ページ:
-=-=-

ロードバイクとは
舗装路を最も高速で長距離を走れる自転車
ロードバイクは高速でタイムを競うレースや、長距離・長時間走るために開発された自転車です。そのため軽量で細身に加え耐久性が求められるので、フレームの材質やハンドル形状など細部にわたって特殊な設計がされています。見た目もカッコよくレースだけでなく仲間とのサイクリングや通勤通学などの街走りでも幅広く活躍する自転車です。
ドロップハンドルが特徴的
ロードバイクの最も特徴的なのは、下に湾曲したドロップハンドルではないでしょうか。これはスピードで受ける風の空気抵抗を減らすため、前傾姿勢が取れるようにするハンドル形状です。
形状がカッコいいのでロードバイクに乗ってみたいと多くの人が憧れます。しかしドロップハンドルの操作は慣れと技術が必要で、簡単ではありません。今回はロードバイクのハンドルを握るポジションやハンドルの調整方法などを詳しく解説します。
ロードバイクのハンドルのポジション
ロードバイクに用いられているドロップハンドルは、意外ですが人間工学に基づき最も理にかなった形状なのです。持つポジションにより乗車姿勢や受ける空気抵抗を変えることができます。ハンドルのポジションの名称とその特性を解説して見ましょう。
①フラット
ドロップハンドルで最も体の近くになる部分で、水平で一文字になっているのでフラットと呼びます。ここを握ると上体が起き酸素を多く取り入れることができるので、前傾姿勢に疲れたときや息切れしたときに有効なポジションです。
ただしブレーレバーから遠い位置になるので、高速走行時にはとっさのブレーキ操作が遅れる可能性があります。上り斜面やゆっくり走るときに、このポジションを利用するのがおすすめです。
②ブラケット
ブラケットはシフトブレーキレバーが取り付けてある位置のことで、ロードバイクの基本姿勢(フラットより多少前傾姿勢)をとるハンドルポジションです。シフトチェンジやブレーキ操作がしやすいので、ロードバイクに乗っている間で最も多く握る場所になります。
③下ハンドル
下ハンドルはドロップハンドルの湾曲した部分のことで、このポジションを握ると前傾姿勢になりロードバイクに力が最も伝わります。一気に加速するときや高速走行時に効果があるハンドルポジションです。

-=-=-

元データ:
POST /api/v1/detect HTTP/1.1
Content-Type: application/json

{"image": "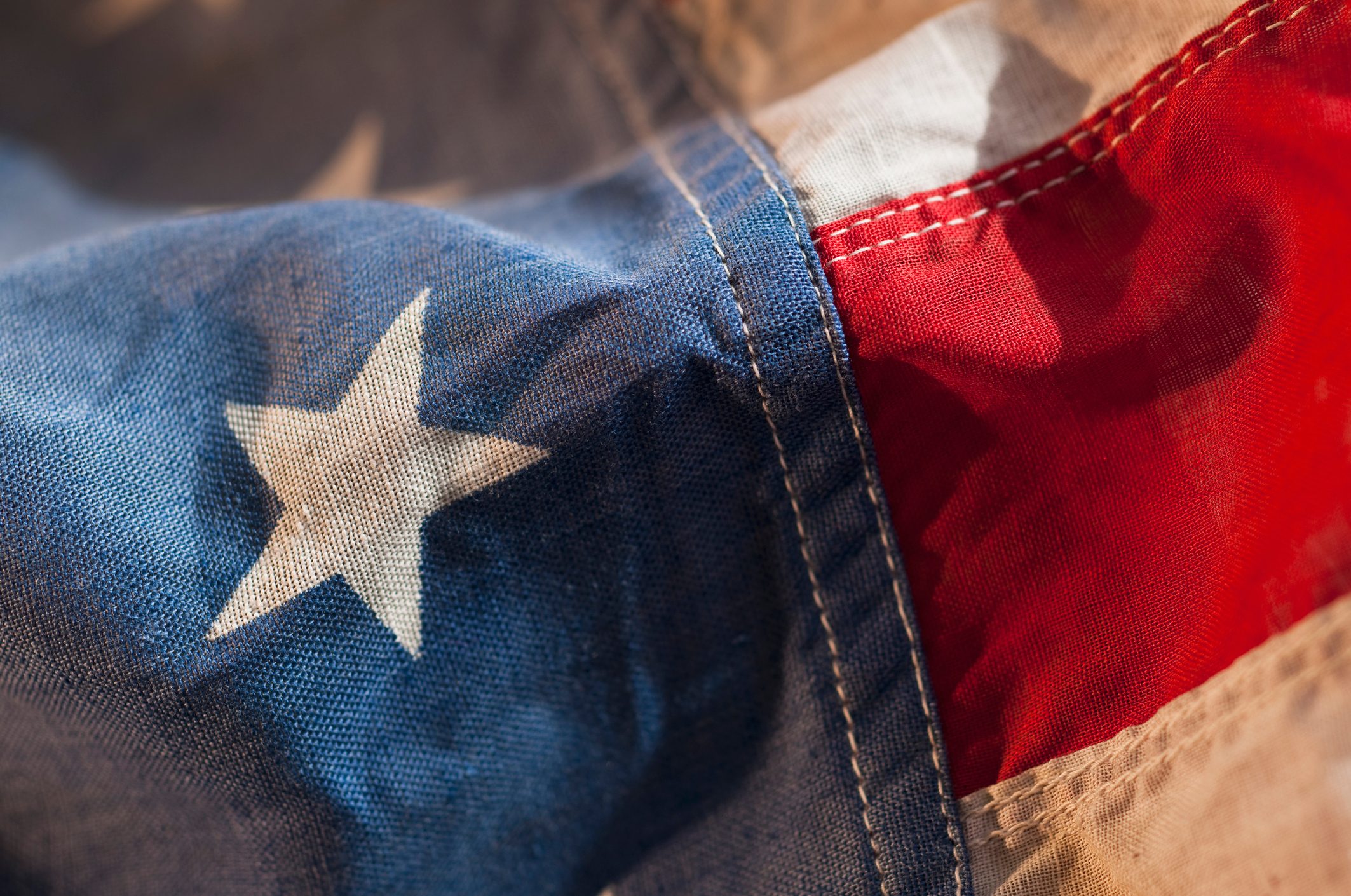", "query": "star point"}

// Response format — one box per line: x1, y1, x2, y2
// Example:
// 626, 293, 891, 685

207, 289, 548, 658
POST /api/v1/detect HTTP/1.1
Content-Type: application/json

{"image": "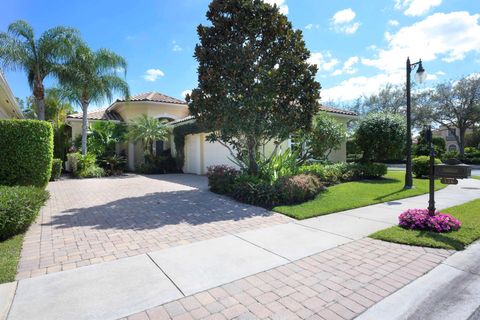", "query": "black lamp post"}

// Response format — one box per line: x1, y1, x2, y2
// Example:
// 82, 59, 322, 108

404, 58, 427, 189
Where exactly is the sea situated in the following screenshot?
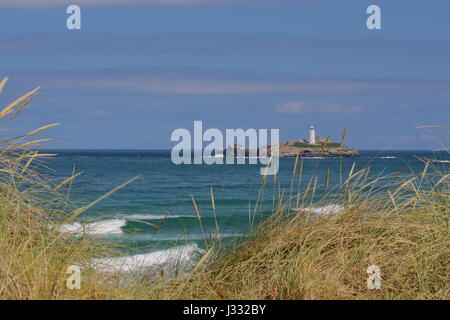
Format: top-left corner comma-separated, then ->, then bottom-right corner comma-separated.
40,150 -> 450,271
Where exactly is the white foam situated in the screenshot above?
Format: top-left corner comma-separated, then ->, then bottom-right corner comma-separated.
58,219 -> 127,235
93,243 -> 203,273
120,214 -> 195,220
297,204 -> 343,214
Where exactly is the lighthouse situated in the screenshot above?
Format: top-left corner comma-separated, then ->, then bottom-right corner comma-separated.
309,126 -> 316,144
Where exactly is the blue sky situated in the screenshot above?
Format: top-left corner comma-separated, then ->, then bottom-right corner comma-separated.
0,0 -> 450,149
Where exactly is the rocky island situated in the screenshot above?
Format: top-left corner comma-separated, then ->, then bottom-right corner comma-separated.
222,127 -> 359,158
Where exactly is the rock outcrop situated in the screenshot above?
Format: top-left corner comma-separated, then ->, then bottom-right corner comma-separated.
222,139 -> 359,158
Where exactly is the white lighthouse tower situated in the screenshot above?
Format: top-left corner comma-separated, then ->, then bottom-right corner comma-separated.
309,126 -> 316,144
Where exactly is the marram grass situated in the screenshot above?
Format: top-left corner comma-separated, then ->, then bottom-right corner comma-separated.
0,79 -> 450,299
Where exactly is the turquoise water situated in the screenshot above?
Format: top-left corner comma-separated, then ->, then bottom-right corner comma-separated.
40,150 -> 450,258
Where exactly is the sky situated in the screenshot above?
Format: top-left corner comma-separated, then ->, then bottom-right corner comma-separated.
0,0 -> 450,150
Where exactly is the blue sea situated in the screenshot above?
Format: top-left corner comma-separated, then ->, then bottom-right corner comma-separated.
38,150 -> 450,270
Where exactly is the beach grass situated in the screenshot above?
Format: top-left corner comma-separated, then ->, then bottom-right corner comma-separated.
0,80 -> 450,300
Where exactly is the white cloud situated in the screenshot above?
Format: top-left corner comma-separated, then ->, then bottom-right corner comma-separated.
276,101 -> 364,114
0,0 -> 243,9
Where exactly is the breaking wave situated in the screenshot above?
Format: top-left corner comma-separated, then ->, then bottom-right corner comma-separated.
93,243 -> 204,273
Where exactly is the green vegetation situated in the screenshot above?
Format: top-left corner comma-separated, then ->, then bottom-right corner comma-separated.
0,80 -> 450,299
292,142 -> 341,149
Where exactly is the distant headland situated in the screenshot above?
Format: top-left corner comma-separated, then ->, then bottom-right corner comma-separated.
222,126 -> 359,158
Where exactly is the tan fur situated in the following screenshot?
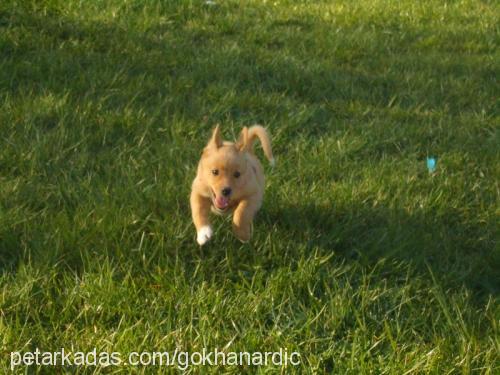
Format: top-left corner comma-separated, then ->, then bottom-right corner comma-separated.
190,125 -> 274,245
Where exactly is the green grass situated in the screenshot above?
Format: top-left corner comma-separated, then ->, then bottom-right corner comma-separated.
0,0 -> 500,374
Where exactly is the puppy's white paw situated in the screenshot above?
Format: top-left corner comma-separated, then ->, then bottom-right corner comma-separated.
196,225 -> 214,246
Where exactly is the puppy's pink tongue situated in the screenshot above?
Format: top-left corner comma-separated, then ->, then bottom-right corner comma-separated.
215,197 -> 229,209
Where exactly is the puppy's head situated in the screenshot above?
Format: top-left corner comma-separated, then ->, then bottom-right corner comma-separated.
200,125 -> 251,210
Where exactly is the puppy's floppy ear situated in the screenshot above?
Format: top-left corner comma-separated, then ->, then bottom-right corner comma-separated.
207,124 -> 222,148
236,126 -> 248,151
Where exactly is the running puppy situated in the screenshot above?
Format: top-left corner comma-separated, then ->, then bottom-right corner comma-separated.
190,125 -> 274,246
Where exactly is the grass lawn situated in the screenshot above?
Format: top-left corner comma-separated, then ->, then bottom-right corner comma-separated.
0,0 -> 500,374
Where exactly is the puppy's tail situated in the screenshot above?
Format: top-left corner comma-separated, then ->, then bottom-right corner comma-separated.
247,125 -> 276,167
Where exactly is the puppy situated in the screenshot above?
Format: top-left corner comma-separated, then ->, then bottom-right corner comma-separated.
190,125 -> 274,246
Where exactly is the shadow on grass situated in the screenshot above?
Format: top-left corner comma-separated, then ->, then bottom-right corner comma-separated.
263,204 -> 500,298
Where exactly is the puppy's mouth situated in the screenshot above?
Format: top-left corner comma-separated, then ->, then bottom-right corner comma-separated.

-=-=-

作業の目的:
ロードバイクの解説文の「ドロップハンドルが特徴的」から始まり「最も多く握る場所になります。」までを、「ブラケット」を「レバー部分」に置き換えて書き直してください。 ロードバイクの解説文だけを見て答えてください。

完了した作業:
ドロップハンドルが特徴的
ロードバイクの最も特徴的なのは、下に湾曲したドロップハンドルではないでしょうか。これはスピードで受ける風の空気抵抗を減らすため、前傾姿勢が取れるようにするハンドル形状です。
形状がカッコいいのでロードバイクに乗ってみたいと多くの人が憧れます。しかしドロップハンドルの操作は慣れと技術が必要で、簡単ではありません。今回はロードバイクのハンドルを握るポジションやハンドルの調整方法などを詳しく解説します。
ロードバイクのハンドルのポジション
ロードバイクに用いられているドロップハンドルは、意外ですが人間工学に基づき最も理にかなった形状なのです。持つポジションにより乗車姿勢や受ける空気抵抗を変えることができます。ハンドルのポジションの名称とその特性を解説して見ましょう。
①フラット
ドロップハンドルで最も体の近くになる部分で、水平で一文字になっているのでフラットと呼びます。ここを握ると上体が起き酸素を多く取り入れることができるので、前傾姿勢に疲れたときや息切れしたときに有効なポジションです。
ただしブレーレバーから遠い位置になるので、高速走行時にはとっさのブレーキ操作が遅れる可能性があります。上り斜面やゆっくり走るときに、このポジションを利用するのがおすすめです。
②レバー部分
レバー部分はシフトブレーキレバーが取り付けてある位置のことで、ロードバイクの基本姿勢(フラットより多少前傾姿勢)をとるハンドルポジションです。シフトチェンジやブレーキ操作がしやすいので、ロードバイクに乗っている間で最も多く握る場所になります。